- **WHAT TO DO**
Return only that part of the material below which starts with the line containing "select detect(, 'white background');" and goes on through the line containing "-- Locate the rope", restated exactly.

- **SOURCE DATA**
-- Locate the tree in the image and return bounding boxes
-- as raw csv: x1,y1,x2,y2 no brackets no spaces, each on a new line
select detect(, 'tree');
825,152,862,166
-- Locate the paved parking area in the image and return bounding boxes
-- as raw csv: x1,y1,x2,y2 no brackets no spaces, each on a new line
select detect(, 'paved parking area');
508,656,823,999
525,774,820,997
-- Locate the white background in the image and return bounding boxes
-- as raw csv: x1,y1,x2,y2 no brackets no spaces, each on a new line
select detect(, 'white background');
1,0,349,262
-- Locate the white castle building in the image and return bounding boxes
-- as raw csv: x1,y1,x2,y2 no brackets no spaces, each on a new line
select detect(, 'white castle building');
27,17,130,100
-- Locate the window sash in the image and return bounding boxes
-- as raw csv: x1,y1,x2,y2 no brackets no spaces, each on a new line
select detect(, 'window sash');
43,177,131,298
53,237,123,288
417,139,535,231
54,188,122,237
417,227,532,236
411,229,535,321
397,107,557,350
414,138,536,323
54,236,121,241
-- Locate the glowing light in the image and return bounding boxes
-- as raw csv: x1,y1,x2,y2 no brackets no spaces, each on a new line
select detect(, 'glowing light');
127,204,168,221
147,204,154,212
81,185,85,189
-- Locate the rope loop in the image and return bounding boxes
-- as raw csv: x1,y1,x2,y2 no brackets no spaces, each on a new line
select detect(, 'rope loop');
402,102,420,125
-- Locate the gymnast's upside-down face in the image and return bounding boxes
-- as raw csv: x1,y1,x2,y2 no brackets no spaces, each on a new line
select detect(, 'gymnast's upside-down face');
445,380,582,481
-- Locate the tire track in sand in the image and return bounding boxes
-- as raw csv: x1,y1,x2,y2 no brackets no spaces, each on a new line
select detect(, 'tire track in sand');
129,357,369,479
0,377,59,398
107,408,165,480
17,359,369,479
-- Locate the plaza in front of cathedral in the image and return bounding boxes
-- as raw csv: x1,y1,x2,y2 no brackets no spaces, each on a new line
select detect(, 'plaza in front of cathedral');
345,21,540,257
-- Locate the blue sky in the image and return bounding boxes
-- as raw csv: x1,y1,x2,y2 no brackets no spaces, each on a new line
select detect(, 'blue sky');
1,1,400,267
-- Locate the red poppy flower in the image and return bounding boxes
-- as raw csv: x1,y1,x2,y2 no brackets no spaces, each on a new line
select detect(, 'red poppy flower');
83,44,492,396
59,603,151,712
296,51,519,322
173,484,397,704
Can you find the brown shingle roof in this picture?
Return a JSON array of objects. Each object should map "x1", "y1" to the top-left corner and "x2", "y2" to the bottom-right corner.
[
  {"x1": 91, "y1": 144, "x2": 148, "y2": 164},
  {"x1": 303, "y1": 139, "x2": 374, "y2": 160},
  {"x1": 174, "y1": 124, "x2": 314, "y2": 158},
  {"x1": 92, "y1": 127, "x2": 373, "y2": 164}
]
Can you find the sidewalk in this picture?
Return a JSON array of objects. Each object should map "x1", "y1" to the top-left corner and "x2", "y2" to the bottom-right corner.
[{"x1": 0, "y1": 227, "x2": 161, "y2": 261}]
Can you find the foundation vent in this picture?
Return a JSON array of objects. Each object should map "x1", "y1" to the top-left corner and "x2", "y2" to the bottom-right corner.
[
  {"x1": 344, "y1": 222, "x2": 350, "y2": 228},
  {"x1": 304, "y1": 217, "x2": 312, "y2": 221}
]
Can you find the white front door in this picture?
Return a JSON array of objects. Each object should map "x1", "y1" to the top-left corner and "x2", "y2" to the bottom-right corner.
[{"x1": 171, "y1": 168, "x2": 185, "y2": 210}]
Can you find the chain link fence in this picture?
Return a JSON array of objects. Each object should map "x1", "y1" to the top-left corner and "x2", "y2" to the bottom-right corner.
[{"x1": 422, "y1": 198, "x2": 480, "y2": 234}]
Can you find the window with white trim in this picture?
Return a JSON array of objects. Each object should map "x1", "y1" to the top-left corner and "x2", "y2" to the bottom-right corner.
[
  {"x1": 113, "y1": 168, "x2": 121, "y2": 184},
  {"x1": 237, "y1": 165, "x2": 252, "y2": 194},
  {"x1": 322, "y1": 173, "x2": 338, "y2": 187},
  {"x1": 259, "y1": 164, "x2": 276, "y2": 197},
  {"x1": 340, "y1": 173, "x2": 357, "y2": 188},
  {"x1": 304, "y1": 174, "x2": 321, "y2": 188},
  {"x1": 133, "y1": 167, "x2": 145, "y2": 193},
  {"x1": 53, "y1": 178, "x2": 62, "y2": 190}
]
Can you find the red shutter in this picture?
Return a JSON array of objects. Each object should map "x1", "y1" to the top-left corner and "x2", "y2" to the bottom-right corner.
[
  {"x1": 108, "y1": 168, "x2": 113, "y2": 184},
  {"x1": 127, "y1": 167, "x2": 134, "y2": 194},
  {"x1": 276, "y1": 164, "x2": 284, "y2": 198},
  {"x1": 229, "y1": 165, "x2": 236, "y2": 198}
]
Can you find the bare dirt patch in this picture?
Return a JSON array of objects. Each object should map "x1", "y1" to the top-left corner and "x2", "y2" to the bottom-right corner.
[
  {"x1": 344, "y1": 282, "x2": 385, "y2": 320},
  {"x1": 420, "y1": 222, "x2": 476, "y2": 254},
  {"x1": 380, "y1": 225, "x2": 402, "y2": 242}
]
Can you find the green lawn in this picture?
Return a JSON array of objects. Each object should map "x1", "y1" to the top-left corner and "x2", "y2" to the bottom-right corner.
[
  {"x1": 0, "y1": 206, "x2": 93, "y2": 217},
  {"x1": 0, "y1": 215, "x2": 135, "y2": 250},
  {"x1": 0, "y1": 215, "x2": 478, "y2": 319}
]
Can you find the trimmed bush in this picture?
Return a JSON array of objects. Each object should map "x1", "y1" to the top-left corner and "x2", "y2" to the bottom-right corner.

- **FINISHED EXERCISE**
select detect(, 'white background');
1,0,349,262
-- Locate the white castle building in the image and return bounding boxes
-- as raw csv: x1,y1,x2,y2 no brackets no spaces, each on a new line
select detect(, 'white castle building');
27,17,130,100
-- Locate the window sash in the image and return bounding boxes
-- as raw csv: x1,y1,x2,y2 no brackets no spaces, each on a new line
select detect(, 'window sash');
43,177,131,298
53,237,123,288
417,139,535,231
54,188,122,237
417,227,532,236
411,229,535,321
397,107,557,350
414,138,536,323
54,236,121,241
-- Locate the glowing light in the image and return bounding boxes
-- as raw csv: x1,y1,x2,y2 no brackets no spaces, each on a new line
select detect(, 'glowing light');
127,204,168,221
147,204,154,212
81,185,85,189
-- Locate the rope loop in the image and return bounding boxes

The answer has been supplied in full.